### Instructions to follow
Which lines in the data below contain the word "dark"? Pull each of them out.

### Exercise material
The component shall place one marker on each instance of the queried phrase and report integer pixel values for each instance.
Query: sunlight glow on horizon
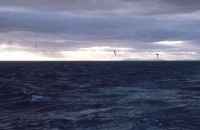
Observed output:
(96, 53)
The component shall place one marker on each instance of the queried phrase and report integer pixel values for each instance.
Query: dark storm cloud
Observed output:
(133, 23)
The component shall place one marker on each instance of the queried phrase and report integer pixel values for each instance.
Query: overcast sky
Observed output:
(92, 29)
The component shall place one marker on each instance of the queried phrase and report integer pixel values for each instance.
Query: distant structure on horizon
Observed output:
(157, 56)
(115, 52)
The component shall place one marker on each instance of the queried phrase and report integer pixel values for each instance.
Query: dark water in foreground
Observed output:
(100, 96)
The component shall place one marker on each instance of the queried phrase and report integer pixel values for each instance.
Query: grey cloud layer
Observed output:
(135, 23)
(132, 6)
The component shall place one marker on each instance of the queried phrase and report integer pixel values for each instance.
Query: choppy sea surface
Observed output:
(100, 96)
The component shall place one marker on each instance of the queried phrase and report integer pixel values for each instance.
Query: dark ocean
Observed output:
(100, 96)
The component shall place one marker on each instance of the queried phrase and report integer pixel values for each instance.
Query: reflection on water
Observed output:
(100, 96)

...

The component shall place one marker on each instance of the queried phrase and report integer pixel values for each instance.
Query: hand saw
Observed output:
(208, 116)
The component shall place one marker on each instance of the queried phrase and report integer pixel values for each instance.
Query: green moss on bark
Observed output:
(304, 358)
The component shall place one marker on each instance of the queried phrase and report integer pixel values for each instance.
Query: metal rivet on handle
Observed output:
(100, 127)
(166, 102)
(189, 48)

---

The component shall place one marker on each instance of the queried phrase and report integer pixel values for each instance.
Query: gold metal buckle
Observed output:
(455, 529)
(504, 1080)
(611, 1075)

### Finished exercise
Query: dark storm cloud
Query: dark water in foreground
Query: dark ocean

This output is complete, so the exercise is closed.